WHAT YOU HAVE TO DO =
Write out, character for character, the line containing "Find each tall dark rectangular" and all lines after it up to the end of the listing.

(RECORDS FOR THE TASK)

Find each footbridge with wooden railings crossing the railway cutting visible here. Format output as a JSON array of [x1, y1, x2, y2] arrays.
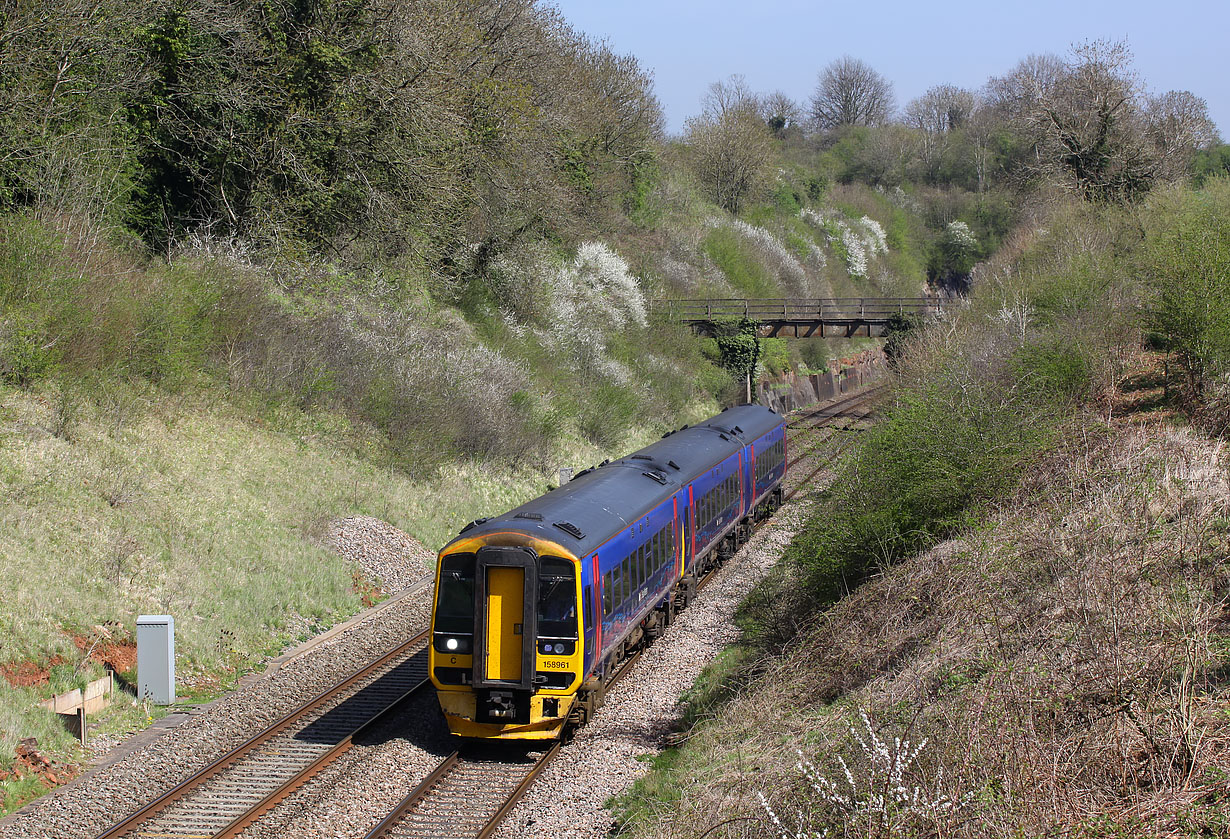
[[649, 298, 957, 338]]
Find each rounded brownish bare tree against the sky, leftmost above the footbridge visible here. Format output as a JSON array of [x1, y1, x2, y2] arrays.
[[684, 76, 772, 213]]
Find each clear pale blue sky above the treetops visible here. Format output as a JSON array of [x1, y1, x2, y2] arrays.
[[549, 0, 1230, 139]]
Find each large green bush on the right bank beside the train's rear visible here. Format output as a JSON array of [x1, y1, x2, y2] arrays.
[[782, 322, 1072, 624]]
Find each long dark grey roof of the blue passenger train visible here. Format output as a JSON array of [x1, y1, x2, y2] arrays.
[[447, 405, 782, 556]]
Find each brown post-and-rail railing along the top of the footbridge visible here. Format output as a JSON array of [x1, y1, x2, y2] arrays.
[[649, 298, 954, 321]]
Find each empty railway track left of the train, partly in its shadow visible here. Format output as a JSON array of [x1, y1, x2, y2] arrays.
[[97, 630, 429, 839]]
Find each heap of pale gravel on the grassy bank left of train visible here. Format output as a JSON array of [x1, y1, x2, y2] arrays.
[[325, 515, 435, 594]]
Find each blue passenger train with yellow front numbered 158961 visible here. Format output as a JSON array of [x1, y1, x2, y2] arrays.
[[428, 405, 788, 741]]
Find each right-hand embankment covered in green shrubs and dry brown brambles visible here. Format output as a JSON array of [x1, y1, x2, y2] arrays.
[[620, 180, 1230, 837]]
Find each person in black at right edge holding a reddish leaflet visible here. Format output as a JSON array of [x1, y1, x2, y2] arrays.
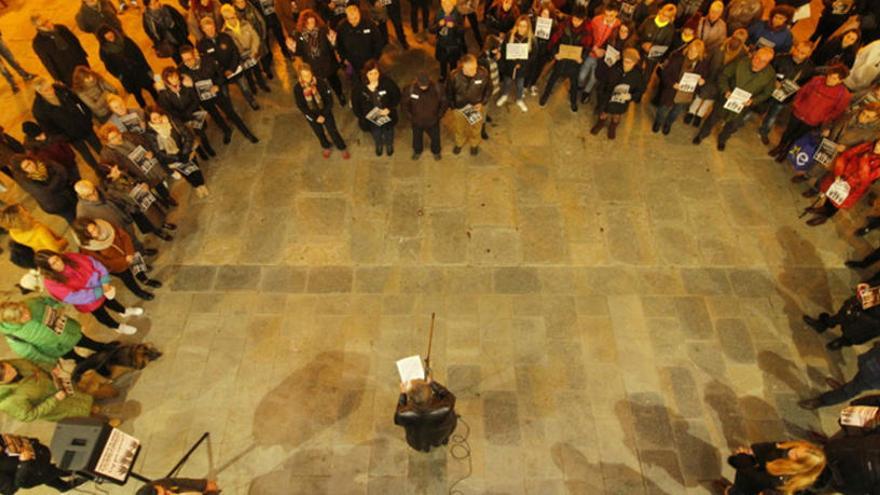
[[803, 276, 880, 351]]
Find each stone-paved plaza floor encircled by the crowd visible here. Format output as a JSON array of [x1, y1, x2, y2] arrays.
[[0, 0, 877, 495]]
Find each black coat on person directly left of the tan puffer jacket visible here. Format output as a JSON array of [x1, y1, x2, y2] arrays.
[[31, 84, 94, 141]]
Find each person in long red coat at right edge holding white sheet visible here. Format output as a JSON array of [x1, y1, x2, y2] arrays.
[[807, 140, 880, 227]]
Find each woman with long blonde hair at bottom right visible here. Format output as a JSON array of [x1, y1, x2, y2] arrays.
[[719, 440, 825, 495]]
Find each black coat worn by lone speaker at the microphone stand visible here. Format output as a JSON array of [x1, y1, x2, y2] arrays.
[[394, 382, 458, 452]]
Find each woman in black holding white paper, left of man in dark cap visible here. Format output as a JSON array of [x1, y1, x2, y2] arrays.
[[351, 60, 400, 156]]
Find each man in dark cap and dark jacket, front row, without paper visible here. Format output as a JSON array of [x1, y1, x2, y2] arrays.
[[400, 72, 447, 160]]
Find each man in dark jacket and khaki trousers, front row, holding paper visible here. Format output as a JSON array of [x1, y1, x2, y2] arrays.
[[446, 54, 492, 155]]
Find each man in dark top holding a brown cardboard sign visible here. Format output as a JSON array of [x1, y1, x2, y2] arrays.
[[538, 5, 593, 112]]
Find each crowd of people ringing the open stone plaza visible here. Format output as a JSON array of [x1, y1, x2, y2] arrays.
[[0, 0, 880, 495]]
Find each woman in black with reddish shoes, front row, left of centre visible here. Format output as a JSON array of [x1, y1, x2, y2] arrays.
[[293, 64, 351, 160]]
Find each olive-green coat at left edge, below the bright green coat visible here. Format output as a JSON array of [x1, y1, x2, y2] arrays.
[[0, 359, 93, 422]]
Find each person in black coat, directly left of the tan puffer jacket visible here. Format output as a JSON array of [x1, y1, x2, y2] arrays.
[[31, 77, 101, 171]]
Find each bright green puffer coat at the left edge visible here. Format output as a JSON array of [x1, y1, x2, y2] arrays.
[[0, 297, 82, 366]]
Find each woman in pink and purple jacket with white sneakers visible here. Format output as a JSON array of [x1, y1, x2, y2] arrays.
[[34, 250, 144, 335]]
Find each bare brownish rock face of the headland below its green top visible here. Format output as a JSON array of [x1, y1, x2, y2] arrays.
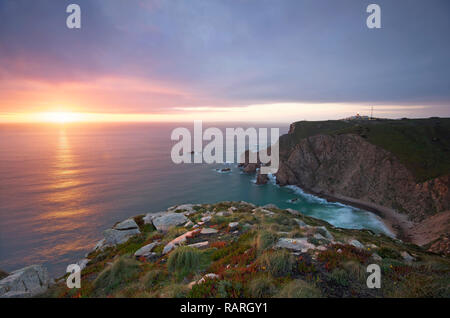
[[276, 134, 450, 220]]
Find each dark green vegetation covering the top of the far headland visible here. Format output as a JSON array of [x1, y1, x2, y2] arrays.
[[280, 118, 450, 182]]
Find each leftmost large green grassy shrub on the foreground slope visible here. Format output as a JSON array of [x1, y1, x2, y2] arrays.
[[93, 256, 140, 295]]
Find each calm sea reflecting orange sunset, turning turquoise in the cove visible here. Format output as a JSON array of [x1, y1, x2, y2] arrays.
[[0, 123, 389, 276]]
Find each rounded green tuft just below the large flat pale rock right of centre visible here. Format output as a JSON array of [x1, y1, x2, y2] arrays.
[[259, 250, 296, 277]]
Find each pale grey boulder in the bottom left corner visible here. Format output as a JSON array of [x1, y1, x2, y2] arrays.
[[0, 265, 50, 298]]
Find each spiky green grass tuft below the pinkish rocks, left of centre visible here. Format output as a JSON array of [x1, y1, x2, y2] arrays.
[[167, 246, 201, 275]]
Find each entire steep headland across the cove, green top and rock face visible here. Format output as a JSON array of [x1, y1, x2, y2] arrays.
[[248, 119, 450, 252]]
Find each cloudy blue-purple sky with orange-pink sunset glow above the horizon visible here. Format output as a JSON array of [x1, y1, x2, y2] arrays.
[[0, 0, 450, 122]]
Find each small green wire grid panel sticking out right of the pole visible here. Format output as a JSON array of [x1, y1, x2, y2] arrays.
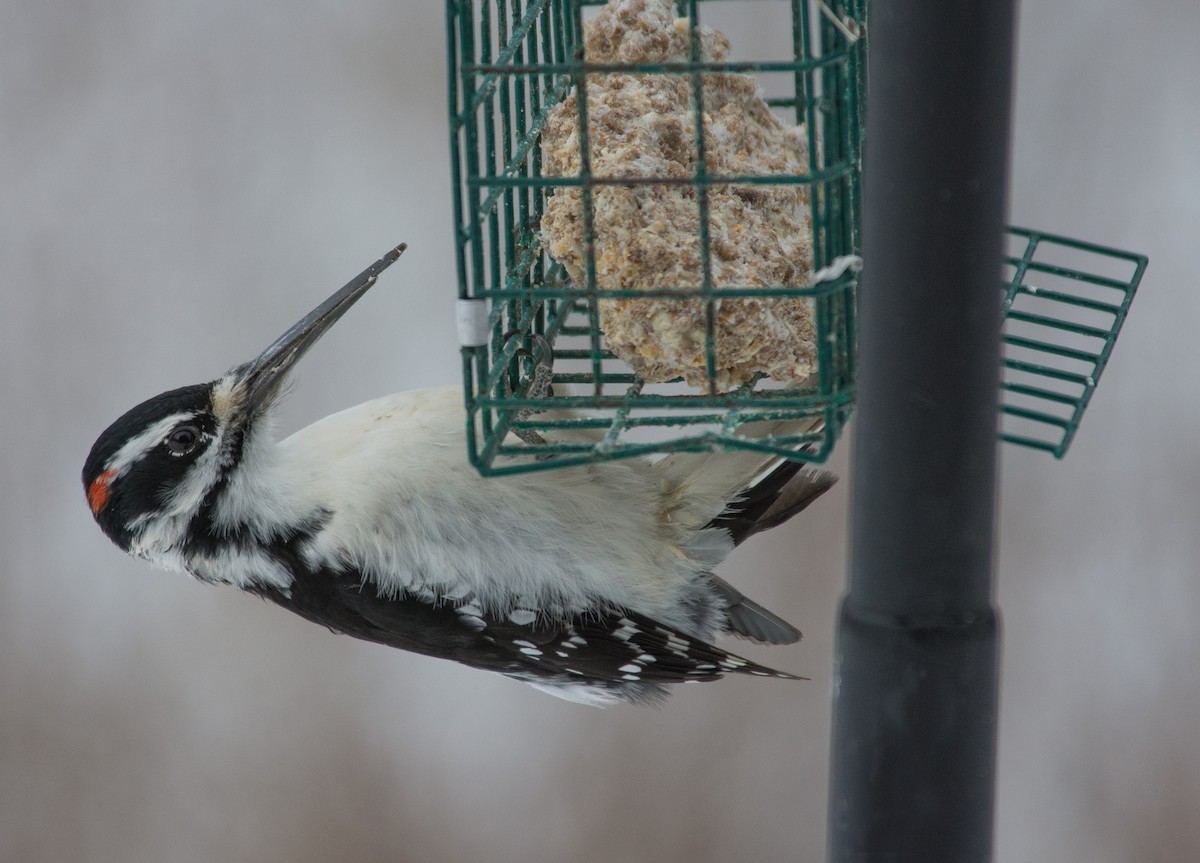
[[1000, 228, 1147, 459]]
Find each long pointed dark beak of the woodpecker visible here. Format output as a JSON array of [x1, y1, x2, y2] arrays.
[[232, 242, 408, 418]]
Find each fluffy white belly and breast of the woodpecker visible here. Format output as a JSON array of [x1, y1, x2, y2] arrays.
[[278, 386, 730, 623]]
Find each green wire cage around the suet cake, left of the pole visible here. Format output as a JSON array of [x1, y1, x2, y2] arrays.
[[446, 0, 864, 473]]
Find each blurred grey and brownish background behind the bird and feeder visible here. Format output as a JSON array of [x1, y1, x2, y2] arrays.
[[0, 0, 1200, 863]]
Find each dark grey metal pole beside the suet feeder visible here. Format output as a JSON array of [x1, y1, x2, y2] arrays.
[[829, 0, 1014, 863]]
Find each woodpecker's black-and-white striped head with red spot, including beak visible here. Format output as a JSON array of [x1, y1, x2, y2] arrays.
[[83, 245, 404, 569]]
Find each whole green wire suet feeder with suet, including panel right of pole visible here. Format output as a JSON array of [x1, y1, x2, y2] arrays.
[[446, 0, 1145, 474]]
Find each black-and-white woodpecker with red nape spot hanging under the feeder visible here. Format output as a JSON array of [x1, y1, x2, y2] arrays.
[[83, 245, 835, 705]]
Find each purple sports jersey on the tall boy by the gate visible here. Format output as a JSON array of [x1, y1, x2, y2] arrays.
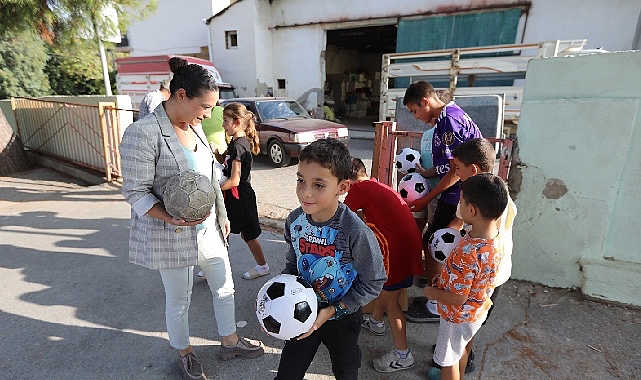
[[432, 102, 483, 204]]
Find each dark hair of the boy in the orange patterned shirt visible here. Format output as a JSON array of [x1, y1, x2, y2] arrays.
[[461, 173, 508, 220]]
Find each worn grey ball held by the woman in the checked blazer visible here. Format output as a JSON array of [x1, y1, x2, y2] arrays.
[[163, 170, 216, 221]]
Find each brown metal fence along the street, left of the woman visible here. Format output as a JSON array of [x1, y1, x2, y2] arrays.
[[11, 98, 121, 181]]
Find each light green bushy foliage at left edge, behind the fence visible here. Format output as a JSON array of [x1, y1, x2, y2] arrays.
[[0, 32, 51, 99]]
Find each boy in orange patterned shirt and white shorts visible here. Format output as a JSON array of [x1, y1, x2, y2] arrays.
[[423, 173, 508, 380]]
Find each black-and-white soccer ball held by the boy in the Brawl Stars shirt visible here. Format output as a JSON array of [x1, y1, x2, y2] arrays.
[[256, 274, 318, 340]]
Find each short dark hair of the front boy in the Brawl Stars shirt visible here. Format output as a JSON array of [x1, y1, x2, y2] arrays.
[[298, 138, 352, 182]]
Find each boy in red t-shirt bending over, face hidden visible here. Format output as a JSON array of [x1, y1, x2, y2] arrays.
[[344, 157, 423, 372]]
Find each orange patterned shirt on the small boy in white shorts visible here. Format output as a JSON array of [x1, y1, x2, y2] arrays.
[[436, 234, 502, 323]]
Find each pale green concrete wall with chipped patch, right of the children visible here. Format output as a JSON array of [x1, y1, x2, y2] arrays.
[[510, 51, 641, 305]]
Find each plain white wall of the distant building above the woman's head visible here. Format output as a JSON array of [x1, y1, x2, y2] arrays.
[[127, 0, 230, 56]]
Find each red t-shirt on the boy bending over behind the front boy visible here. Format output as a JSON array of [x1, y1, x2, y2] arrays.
[[345, 178, 423, 285]]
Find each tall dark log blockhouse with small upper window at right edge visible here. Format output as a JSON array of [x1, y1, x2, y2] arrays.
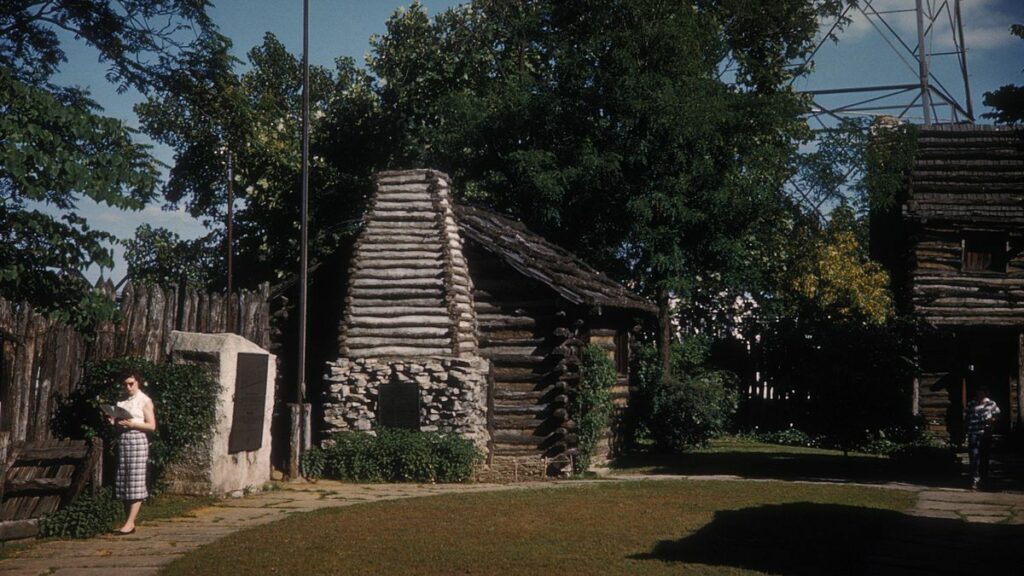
[[872, 124, 1024, 441]]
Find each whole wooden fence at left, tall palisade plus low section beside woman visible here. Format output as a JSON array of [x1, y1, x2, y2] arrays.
[[0, 282, 270, 541]]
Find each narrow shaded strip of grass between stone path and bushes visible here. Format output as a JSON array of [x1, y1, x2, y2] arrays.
[[612, 437, 962, 486]]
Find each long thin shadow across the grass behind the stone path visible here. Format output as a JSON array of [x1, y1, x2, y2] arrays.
[[612, 449, 965, 487]]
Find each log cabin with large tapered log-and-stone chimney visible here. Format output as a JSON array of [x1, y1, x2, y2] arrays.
[[323, 170, 656, 479]]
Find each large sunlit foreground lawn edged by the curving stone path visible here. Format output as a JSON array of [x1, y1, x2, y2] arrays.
[[165, 480, 915, 576]]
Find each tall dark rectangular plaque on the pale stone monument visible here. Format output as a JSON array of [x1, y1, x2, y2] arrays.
[[227, 353, 270, 454]]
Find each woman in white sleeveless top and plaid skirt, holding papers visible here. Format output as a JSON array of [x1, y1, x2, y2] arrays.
[[114, 371, 157, 535]]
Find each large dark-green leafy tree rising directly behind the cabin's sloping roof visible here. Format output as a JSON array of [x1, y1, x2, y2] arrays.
[[369, 0, 839, 368]]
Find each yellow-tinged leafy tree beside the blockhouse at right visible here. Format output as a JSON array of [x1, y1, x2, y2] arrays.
[[749, 123, 914, 450]]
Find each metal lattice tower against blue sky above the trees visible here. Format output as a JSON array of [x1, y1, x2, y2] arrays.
[[786, 0, 974, 221]]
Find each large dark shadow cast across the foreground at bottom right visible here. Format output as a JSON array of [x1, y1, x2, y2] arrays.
[[631, 502, 1024, 576]]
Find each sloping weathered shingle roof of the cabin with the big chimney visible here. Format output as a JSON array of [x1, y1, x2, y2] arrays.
[[455, 205, 657, 314]]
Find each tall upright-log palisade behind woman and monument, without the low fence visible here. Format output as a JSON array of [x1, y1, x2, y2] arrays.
[[0, 284, 270, 443]]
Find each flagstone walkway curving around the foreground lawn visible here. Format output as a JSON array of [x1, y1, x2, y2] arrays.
[[0, 476, 1024, 576]]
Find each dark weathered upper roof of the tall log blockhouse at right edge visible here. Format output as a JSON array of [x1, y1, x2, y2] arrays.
[[905, 124, 1024, 224]]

(End RECORDS FOR THE TASK)

TASK SOLUTION =
Find each tall dark rectangular plaque on the pale stone monument visible here. Format output as a JSON array of [x1, y1, x2, y2] arrays.
[[227, 353, 270, 454]]
Find each woman in white sleeveless top and plaid skirt, holding papers visible here. Format output as a JSON array of [x1, y1, x2, y2] arrays.
[[114, 371, 157, 535]]
Find each large dark-green leafy tree rising directly behind the cabin's sloping roof visible here. Format output as a JSON array of [x1, y1, x2, y2] arrays.
[[369, 0, 839, 368]]
Find each yellow-tinged leafy tree beside the blockhouse at right visible here. Format output as a JSON array of [x1, y1, x2, y2] arrays.
[[749, 123, 914, 450]]
Find each metal lattice tower against blue sky above the trees visible here. Format output as a JSON array of [x1, y1, x2, y2] arrays.
[[786, 0, 974, 221]]
Find each large dark shadow cast across the foreground at bottom right visible here. Format output as a JSON array of [x1, y1, x2, y2] arrays.
[[631, 502, 1024, 576]]
Find each sloping weathered shingle roof of the cabin with the big chimney visible here. Format output as a JSON array of [x1, y1, x2, y2] arrays.
[[455, 205, 657, 314]]
Find each tall upright-log palisade behind woman and monument, without the low fence visible here. Format output as a JSON array of [x1, y1, x2, y2] arrays.
[[0, 284, 270, 443]]
Find each flagstone walkway curving around the foreground lawn visible here. Format output as a JSON array of [x1, y1, x2, y2] arrays.
[[0, 476, 1024, 576]]
Find each dark weathered upper roof of the tall log blockhouse at right edge visible here. Format output as a JSON array of [x1, y1, x2, y2] arrays.
[[905, 124, 1024, 224]]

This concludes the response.